### REQUIRED ACTION
Scan the records for the string "rough" and copy every line that holds it.
======
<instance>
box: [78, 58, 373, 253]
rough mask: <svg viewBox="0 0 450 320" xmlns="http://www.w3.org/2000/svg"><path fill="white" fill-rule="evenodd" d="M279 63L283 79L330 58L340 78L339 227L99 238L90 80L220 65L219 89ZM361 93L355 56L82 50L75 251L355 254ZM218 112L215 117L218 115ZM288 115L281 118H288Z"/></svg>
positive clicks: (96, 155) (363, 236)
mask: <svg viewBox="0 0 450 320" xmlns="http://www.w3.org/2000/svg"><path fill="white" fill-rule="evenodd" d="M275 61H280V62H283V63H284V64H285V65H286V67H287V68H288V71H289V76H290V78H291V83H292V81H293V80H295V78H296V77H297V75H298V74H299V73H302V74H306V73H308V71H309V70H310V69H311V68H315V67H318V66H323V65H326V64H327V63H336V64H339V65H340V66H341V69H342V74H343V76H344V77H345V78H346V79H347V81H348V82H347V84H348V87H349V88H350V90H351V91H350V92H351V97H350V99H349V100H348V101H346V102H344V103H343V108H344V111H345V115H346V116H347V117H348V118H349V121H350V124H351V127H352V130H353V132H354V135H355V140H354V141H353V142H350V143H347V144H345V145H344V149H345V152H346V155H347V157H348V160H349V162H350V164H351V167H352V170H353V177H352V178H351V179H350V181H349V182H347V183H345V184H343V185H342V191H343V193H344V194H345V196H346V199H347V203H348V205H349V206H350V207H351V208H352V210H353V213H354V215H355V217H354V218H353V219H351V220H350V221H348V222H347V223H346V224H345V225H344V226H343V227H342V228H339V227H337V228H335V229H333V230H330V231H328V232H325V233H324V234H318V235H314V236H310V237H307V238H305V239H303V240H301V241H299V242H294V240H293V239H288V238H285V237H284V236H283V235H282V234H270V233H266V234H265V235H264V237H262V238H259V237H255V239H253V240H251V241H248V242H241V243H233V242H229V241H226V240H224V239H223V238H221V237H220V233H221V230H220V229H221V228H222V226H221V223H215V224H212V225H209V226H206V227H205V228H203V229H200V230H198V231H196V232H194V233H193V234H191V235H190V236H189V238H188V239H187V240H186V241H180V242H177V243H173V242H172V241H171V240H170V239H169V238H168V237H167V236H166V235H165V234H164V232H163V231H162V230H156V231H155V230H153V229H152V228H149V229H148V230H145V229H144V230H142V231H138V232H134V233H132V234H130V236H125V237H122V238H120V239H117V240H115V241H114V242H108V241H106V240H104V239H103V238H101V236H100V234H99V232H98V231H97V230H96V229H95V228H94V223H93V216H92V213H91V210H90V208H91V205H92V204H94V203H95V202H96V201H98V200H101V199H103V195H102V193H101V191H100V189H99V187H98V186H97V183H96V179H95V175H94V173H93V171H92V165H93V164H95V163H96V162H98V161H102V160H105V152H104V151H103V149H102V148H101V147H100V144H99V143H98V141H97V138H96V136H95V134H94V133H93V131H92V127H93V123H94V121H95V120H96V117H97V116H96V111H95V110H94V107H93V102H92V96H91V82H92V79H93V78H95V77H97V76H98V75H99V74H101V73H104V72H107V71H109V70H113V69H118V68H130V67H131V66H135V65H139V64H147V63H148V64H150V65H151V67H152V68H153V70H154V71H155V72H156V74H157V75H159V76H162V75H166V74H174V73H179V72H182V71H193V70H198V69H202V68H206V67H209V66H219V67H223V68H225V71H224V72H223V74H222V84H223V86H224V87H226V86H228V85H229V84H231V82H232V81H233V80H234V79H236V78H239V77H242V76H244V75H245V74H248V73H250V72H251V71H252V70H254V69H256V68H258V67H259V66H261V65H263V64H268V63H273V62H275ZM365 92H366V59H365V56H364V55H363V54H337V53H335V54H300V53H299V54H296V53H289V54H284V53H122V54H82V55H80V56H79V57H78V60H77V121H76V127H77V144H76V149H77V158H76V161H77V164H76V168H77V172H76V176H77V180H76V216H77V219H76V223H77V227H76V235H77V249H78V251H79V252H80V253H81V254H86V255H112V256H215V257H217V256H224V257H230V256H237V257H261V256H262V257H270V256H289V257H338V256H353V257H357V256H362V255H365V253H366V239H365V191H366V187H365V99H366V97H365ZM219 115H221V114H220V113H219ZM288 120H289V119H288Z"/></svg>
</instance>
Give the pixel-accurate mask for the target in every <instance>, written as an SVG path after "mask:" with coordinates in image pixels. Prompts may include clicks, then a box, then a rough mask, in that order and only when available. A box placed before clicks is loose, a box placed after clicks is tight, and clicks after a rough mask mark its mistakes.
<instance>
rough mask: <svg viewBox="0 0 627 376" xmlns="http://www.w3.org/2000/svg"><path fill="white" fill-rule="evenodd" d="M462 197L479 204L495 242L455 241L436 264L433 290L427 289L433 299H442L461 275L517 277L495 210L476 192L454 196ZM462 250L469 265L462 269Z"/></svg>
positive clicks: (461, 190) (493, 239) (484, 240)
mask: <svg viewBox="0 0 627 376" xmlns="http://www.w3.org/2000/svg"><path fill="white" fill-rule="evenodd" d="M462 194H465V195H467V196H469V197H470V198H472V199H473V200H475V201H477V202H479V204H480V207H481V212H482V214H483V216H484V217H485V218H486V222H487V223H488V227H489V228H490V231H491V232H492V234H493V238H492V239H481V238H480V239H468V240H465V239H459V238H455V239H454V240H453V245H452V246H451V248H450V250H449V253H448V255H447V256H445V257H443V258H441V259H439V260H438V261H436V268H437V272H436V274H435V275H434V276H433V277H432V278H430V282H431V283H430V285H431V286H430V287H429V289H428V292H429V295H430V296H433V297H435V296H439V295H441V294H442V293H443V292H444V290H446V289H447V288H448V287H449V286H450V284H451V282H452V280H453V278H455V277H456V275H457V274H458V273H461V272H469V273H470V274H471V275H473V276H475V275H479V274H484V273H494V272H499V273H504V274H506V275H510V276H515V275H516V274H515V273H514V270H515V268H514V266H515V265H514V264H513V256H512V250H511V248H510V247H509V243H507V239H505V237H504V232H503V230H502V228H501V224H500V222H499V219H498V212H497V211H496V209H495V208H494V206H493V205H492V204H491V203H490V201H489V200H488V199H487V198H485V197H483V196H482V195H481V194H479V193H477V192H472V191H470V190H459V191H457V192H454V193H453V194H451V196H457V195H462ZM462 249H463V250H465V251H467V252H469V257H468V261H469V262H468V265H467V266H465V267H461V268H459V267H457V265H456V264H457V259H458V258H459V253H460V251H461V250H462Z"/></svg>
======
### EXERCISE OUTPUT
rough mask: <svg viewBox="0 0 450 320" xmlns="http://www.w3.org/2000/svg"><path fill="white" fill-rule="evenodd" d="M279 63L283 79L330 58L340 78L339 227L99 238L90 80L220 65L219 89ZM361 93L355 56L82 50L75 251L355 254ZM218 112L215 117L218 115ZM288 115L281 118H288Z"/></svg>
Give the pixel-accurate mask for the target in every <instance>, written as an SVG path after "mask:" with coordinates in image pixels. Prompts may include clicks, then a box, then a rough mask, in that order and only when available. A box placed before clicks is loose, a box placed after clicks is tight, and clicks after a rough mask mark its mistakes.
rough mask: <svg viewBox="0 0 627 376" xmlns="http://www.w3.org/2000/svg"><path fill="white" fill-rule="evenodd" d="M462 197L479 204L495 242L455 241L436 264L433 290L427 289L433 299H442L461 275L517 277L495 210L476 192L454 196ZM462 250L469 265L462 269Z"/></svg>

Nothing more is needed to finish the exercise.